» Given entries
━━━━━━━━━━━━━━━━

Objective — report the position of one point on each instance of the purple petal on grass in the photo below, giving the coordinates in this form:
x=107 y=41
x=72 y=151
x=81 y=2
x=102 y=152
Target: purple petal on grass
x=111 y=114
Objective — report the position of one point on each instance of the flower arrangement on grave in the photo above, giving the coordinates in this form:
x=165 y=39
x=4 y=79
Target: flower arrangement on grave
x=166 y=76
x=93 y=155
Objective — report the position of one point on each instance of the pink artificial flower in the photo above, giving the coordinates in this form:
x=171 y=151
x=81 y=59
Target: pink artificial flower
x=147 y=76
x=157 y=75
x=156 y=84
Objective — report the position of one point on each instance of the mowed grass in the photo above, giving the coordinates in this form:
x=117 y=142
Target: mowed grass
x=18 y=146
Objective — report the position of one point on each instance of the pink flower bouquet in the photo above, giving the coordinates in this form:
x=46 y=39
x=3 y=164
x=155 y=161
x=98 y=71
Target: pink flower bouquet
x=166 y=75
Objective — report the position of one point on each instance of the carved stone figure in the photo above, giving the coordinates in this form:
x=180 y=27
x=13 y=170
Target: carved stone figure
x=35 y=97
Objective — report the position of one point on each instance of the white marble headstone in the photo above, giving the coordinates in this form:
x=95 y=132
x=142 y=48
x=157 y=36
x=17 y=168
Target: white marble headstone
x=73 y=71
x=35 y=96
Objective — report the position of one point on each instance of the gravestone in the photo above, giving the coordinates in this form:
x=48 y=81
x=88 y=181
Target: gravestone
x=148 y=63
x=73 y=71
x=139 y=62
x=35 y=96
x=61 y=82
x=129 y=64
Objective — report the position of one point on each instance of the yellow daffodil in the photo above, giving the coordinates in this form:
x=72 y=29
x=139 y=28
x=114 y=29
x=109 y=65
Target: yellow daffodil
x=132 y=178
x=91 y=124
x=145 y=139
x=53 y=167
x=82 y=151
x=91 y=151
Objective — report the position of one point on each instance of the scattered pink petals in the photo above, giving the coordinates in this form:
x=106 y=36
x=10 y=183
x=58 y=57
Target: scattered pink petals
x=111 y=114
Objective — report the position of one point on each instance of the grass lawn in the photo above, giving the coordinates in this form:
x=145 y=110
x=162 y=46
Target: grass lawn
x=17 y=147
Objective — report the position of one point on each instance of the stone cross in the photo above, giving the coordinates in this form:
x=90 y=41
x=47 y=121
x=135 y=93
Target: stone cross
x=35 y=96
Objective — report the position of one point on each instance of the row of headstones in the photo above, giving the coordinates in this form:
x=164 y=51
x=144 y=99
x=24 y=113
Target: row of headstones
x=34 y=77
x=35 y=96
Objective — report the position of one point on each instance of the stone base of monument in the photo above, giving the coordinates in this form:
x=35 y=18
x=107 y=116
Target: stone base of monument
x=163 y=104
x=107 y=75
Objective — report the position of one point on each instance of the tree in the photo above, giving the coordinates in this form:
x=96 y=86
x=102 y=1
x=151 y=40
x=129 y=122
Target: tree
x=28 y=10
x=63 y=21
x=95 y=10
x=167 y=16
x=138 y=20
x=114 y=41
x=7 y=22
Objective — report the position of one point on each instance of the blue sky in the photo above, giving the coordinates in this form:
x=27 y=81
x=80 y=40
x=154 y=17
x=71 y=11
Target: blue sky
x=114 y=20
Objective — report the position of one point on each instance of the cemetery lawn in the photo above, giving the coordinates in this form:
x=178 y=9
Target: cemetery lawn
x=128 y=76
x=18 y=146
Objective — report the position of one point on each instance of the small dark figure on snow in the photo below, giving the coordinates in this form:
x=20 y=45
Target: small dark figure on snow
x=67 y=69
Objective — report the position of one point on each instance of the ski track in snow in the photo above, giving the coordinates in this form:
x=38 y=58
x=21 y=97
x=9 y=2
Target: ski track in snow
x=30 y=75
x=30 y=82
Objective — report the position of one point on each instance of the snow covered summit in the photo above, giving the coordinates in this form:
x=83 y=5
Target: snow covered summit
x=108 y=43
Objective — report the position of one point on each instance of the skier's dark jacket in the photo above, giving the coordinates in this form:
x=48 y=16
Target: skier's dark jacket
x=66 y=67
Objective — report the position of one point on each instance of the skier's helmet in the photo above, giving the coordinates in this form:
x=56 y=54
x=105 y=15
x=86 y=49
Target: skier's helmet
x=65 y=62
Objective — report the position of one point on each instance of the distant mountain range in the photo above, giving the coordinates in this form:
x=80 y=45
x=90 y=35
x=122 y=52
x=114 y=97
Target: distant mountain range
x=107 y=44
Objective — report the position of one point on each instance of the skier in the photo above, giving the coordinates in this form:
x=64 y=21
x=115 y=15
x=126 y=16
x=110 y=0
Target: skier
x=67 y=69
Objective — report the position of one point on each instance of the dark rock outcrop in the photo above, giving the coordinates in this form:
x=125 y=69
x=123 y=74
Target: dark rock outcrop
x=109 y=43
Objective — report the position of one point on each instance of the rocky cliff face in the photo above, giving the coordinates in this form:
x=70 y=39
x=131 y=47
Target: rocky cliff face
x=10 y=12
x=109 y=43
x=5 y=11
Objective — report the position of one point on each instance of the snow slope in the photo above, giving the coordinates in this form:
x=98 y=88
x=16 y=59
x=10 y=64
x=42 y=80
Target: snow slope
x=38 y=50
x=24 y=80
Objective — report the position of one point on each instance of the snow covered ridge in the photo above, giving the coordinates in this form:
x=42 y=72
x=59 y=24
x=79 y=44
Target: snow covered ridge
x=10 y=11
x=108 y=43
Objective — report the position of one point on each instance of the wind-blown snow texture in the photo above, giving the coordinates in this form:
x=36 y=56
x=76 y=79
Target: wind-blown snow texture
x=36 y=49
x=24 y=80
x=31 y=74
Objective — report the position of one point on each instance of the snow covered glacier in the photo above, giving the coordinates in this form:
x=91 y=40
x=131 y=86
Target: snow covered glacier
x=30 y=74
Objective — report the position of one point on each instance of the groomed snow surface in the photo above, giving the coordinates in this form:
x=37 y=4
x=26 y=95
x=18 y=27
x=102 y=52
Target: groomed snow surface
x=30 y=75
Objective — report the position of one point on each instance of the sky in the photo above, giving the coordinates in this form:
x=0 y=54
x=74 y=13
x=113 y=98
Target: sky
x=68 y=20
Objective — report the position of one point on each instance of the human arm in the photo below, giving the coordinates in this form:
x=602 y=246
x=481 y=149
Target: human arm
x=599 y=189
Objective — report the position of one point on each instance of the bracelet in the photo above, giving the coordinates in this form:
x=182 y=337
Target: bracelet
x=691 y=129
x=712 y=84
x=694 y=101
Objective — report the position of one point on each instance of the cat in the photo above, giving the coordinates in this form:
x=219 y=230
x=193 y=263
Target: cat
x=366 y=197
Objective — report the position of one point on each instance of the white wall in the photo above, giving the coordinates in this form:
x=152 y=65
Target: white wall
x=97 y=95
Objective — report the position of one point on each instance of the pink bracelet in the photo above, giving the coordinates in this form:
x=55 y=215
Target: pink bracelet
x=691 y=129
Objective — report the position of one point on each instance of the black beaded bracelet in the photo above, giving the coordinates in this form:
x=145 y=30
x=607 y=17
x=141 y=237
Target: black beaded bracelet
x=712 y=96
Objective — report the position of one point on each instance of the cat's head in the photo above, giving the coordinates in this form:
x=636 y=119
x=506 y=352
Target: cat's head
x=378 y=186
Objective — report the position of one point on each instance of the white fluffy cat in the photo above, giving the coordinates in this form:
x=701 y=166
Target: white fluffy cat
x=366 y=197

━━━━━━━━━━━━━━━━

» About this task
Wherever the string "below" appears in the listing above, show the whole line.

» Task result
Objective — report the position of one point on each instance of the purple petal on grass in the photo below, giving the coordinates in this form:
Objective — report the position of one point on each instance of the small dark figure on snow in the photo below, giving the coordinates in this form:
Objective — report the position of one point on each instance of the human arm in the photo below, giving the coordinates in this form:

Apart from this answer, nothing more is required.